=== Extracted entries ===

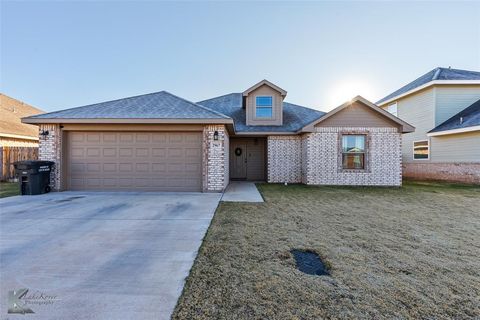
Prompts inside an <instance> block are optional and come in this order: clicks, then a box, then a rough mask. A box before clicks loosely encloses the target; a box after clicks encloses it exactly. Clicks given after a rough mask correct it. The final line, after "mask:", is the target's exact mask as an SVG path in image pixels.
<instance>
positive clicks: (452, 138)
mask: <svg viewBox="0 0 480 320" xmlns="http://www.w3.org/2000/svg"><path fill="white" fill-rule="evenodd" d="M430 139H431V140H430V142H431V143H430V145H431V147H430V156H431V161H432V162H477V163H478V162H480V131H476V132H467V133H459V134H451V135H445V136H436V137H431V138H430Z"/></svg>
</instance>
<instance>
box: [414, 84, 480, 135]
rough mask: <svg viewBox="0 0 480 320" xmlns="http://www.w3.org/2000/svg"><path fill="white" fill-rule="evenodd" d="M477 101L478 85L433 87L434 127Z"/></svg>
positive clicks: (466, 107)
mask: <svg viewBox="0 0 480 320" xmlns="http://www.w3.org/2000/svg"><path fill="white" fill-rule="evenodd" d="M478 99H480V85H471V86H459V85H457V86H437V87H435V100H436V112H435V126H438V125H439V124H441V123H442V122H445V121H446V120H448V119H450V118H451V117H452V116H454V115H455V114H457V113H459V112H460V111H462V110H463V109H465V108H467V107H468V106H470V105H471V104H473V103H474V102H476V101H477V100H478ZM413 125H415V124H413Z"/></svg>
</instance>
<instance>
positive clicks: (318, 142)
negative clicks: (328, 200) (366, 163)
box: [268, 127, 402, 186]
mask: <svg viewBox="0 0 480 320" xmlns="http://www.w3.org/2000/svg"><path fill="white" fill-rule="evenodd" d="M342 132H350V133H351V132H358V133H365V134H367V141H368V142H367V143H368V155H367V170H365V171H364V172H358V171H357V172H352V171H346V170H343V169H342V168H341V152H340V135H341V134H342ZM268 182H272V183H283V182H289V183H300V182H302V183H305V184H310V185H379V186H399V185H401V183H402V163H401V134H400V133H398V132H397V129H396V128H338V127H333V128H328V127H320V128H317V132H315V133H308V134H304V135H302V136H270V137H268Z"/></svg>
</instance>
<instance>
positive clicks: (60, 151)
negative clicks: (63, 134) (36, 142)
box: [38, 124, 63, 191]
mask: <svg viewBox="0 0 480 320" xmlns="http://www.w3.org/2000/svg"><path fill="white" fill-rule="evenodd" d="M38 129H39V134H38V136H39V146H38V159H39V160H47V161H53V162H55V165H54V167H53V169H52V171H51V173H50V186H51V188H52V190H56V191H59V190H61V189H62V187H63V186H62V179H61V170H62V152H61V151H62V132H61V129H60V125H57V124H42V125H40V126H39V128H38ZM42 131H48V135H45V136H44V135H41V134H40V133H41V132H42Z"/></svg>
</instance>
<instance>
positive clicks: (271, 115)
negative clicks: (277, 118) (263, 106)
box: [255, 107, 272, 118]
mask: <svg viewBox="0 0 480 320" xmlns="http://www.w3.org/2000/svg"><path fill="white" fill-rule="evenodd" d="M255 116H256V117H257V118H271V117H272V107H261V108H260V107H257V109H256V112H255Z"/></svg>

===

Work item = Once you find the line with "positive clicks: (60, 151)" in the entries above, output it and each line after it up to and including the line with "negative clicks: (277, 118) (263, 106)", and nothing else.

Solution for this exercise =
positive clicks: (60, 151)
negative clicks: (63, 134) (36, 142)
box: [38, 124, 63, 191]
mask: <svg viewBox="0 0 480 320" xmlns="http://www.w3.org/2000/svg"><path fill="white" fill-rule="evenodd" d="M38 129H39V134H38V136H39V146H38V159H39V160H47V161H53V162H55V165H54V167H53V169H52V171H51V173H50V186H51V188H52V190H56V191H59V190H61V189H62V187H63V186H62V179H61V170H62V152H61V151H62V132H61V129H60V125H57V124H42V125H40V126H39V128H38ZM42 131H48V135H45V136H44V135H41V134H40V133H41V132H42Z"/></svg>
</instance>
<instance>
positive clicks: (271, 115)
negative clicks: (277, 118) (263, 106)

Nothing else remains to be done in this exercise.